Tasks to perform
A: In the GRHL2 text, rewrite the part that opens with the words containing "Studying the binding" and closes with "or pathological conditions.", replacing "microarray data" with "ChIP-seq data".
B: Answer these questions from the GRHL2 text:
(i) What is the consensus binding sequence for GRHL2?
(ii) Which defects are associated with mutations or dysregulation in GRHL2 expression?
(iii) In epithelial tissues, what two things is GRHL2 vital for maintaining?

Text segment

========

Introduction The Grainyhead-like protein 2 homolog (GRHL2) is a crucial transcription factor that plays a significant role in various biological processes, particularly primary neurulation and epithelial development. As a transcription factor, GRHL2 exerts its influence by binding directly to DNA sequences, modulating the expression of target genes either as an activator or repressor. The consensus binding sequence for GRHL2 is identified as 5'-AACCGGTT-3', which serves as a key site for the protein's interaction with DNA, influencing gene regulatory networks vital for cell fate determination and tissue morphology.
Biological Significance of GRHL2 GRHL2 is implicated in a myriad of developmental and physiological pathways. In the context of neurulation, GRHL2 is essential for the proper closure of the neural tube, a fundamental process in the early stages of embryonic development. Mutations or dysregulation in GRHL2 expression are associated with neural tube defects, highlighting its critical role in neurodevelopment. Furthermore, in epithelial tissues, GRHL2 is vital for maintaining the barrier integrity and cellular polarity—key aspects that are disrupted in various pathological conditions, including cancer. Its role extends to the epithelial-mesenchymal transition (EMT), a process pivotal in cancer metastasis, where GRHL2 functions as a regulatory gatekeeper either promoting or inhibiting this transition.
Studying the binding behavior of GRHL2 to DNA is scientifically valuable for several reasons. Firstly, mapping the specific DNA motifs recognized by GRHL2 can elucidate how transcriptional networks are controlled during development and in disease states. By analyzing microarray data to identify DNA sequences with high binding affinity to GRHL2, researchers can infer potential regulatory mechanisms that the protein may influence under physiological or pathological conditions.

========

Extracted information
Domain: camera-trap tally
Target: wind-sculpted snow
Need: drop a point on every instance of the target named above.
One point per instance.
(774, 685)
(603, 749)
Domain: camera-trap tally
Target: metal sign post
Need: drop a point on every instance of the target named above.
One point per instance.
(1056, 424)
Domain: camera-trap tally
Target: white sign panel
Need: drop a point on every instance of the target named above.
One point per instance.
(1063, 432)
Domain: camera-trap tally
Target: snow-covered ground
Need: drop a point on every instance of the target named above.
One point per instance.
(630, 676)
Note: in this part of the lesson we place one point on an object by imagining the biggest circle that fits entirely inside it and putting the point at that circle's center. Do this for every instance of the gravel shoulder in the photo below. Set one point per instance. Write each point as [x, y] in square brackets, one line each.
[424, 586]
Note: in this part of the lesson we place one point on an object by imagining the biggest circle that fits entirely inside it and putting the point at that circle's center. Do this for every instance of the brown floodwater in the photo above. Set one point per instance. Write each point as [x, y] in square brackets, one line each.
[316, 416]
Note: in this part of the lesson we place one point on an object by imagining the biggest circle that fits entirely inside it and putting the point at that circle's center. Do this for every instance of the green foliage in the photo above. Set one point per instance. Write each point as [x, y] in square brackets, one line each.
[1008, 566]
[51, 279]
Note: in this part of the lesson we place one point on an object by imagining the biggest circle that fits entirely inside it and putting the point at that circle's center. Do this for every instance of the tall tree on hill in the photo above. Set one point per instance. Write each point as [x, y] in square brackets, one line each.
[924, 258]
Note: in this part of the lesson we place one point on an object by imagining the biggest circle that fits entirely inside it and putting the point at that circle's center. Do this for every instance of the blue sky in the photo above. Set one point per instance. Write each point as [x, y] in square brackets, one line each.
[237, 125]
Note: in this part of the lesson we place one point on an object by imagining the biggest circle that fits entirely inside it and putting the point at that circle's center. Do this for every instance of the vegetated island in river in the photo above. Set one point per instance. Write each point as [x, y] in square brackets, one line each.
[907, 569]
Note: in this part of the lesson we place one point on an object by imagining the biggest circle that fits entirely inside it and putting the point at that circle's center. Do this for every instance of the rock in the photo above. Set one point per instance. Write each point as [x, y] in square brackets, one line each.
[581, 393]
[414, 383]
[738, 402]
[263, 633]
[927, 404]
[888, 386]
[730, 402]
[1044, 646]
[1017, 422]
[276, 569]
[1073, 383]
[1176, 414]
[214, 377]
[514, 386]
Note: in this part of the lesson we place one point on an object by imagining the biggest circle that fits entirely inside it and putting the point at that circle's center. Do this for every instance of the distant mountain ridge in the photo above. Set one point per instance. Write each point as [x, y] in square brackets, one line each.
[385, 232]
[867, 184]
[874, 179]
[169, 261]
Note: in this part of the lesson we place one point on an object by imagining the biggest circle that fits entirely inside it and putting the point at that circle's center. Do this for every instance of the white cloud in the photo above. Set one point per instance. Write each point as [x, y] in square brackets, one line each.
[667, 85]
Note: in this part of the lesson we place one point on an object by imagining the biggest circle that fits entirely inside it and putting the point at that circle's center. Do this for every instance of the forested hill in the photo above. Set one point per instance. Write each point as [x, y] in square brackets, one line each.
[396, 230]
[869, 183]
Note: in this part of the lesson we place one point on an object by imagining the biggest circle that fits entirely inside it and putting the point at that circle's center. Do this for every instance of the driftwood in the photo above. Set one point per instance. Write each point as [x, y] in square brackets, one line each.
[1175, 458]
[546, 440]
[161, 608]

========

List of solutions
A:
Studying the binding behavior of GRHL2 to DNA is scientifically valuable for several reasons. Firstly, mapping the specific DNA motifs recognized by GRHL2 can elucidate how transcriptional networks are controlled during development and in disease states. By analyzing ChIP-seq data to identify DNA sequences with high binding affinity to GRHL2, researchers can infer potential regulatory mechanisms that the protein may influence under physiological or pathological conditions.

B:
(i) 5'-AACCGGTT-3'
(ii) Neural tube defects
(iii) Barrier integrity and cellular polarity